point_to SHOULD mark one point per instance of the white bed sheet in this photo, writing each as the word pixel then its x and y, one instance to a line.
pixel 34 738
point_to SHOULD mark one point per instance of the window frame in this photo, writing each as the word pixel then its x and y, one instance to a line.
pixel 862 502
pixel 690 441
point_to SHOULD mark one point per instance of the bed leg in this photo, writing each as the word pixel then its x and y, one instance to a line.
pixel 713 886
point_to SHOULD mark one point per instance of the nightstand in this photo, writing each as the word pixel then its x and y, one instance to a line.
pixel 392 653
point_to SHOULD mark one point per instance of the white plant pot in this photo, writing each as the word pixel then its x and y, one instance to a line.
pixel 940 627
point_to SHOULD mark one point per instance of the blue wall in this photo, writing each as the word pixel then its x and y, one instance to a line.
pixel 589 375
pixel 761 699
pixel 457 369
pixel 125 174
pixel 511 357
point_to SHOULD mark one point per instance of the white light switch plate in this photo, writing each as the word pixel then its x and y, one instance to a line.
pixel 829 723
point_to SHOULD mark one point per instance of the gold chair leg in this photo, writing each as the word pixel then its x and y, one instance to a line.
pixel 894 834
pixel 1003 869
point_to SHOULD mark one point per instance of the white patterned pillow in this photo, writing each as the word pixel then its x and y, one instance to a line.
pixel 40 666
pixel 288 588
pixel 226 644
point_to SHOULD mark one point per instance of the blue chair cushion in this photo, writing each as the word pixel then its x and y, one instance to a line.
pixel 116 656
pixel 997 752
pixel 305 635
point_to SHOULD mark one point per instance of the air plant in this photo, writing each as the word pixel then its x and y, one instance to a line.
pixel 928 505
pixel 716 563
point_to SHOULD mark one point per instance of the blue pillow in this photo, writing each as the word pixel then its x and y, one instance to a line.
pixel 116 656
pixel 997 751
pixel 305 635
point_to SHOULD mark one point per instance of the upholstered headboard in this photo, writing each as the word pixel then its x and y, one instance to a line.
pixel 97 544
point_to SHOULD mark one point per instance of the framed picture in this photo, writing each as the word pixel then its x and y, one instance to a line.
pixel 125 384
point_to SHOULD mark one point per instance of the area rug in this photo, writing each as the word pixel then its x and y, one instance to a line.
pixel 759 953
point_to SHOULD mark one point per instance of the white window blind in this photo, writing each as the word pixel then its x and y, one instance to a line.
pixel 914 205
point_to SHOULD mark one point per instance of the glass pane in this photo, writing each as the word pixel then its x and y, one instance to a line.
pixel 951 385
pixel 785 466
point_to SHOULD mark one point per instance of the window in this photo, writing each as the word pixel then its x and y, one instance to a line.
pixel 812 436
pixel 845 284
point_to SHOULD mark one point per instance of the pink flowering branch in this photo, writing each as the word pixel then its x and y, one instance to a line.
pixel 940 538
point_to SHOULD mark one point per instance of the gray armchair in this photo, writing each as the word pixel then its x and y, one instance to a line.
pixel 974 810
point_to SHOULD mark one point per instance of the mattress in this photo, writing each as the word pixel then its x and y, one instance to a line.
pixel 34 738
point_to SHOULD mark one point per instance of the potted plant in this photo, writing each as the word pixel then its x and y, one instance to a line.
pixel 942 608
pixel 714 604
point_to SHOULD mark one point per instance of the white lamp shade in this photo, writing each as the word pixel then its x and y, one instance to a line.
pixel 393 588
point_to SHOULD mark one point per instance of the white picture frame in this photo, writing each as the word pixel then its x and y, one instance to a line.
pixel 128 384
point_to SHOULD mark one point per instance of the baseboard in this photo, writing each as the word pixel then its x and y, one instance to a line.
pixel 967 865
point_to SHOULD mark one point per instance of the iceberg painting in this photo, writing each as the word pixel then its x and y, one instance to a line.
━━━━━━
What this task involves | Repeat exactly the lines from the line containing "point_to SHOULD mark one point per instance of the white lamp" through the end of the listing above; both boundary lines are part of the output.

Result of the task |
point_to SHOULD mark one point per instance of the white lamp shade in this photo, writing each as the word pixel then its x and y, one instance to a line.
pixel 393 588
point_to SHOULD mark one point per instance of the white picture frame in this photo, writing each as the word pixel then its x and y, one instance to a line.
pixel 128 384
point_to SHOULD mark one point per instance of the baseboard in this photo, writing each as the word pixel then its x and y, one instance to a line.
pixel 967 865
point_to SHOULD mark one point per instance of the iceberg painting in this photo, writing each as the word pixel then its x and y, one instance to a line.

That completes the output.